[DATA SUPPLIED Boundary: Start]

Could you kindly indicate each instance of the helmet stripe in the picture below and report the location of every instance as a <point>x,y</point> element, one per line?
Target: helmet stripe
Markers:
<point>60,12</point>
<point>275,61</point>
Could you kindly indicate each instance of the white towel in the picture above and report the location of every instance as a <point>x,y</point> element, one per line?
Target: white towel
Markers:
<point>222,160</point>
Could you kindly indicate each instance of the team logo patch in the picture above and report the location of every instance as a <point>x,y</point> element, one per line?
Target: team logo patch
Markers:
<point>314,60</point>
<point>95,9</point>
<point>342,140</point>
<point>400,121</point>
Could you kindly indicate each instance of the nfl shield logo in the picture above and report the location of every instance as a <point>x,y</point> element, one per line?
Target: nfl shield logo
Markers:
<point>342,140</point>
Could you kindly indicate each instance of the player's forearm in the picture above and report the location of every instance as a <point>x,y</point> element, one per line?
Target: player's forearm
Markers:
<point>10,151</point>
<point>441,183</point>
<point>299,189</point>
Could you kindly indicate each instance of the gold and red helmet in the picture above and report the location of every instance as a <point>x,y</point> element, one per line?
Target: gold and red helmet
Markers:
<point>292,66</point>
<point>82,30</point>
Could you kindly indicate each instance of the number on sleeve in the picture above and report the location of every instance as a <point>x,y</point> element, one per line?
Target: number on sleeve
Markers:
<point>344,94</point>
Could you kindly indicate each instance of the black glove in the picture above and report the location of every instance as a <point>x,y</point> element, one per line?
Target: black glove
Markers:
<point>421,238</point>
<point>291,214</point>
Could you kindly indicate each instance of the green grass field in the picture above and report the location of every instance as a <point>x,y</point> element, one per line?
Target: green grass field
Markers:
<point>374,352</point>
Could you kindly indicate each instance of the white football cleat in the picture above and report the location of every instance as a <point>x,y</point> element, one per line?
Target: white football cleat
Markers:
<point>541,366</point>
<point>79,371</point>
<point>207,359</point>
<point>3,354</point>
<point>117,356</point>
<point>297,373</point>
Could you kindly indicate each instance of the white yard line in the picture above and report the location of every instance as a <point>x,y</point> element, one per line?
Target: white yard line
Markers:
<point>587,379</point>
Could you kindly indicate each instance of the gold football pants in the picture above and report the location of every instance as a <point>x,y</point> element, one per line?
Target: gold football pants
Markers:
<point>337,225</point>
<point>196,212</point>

[DATA SUPPLIED Boundary: End]

▸ WHAT YOU SHOULD DO: Beginning at the line that holds "Target: white football cleat", reproduce each line of the records above down to and including the last one.

▸ EXERCISE RESULT:
Target: white football cleat
Markers:
<point>541,366</point>
<point>79,371</point>
<point>207,359</point>
<point>3,354</point>
<point>117,356</point>
<point>297,373</point>
Could you kindly indicate each instance of the white yard line in the picture above and report the location of every instance as a <point>x,y</point> element, one per line?
Target: white yard line
Markers:
<point>587,379</point>
Could you kindly indicate each instance of the gold football pants in the picture above and report the location of every instance as a <point>x,y</point> element, one per line?
Target: gold football pants
Markers:
<point>337,225</point>
<point>196,212</point>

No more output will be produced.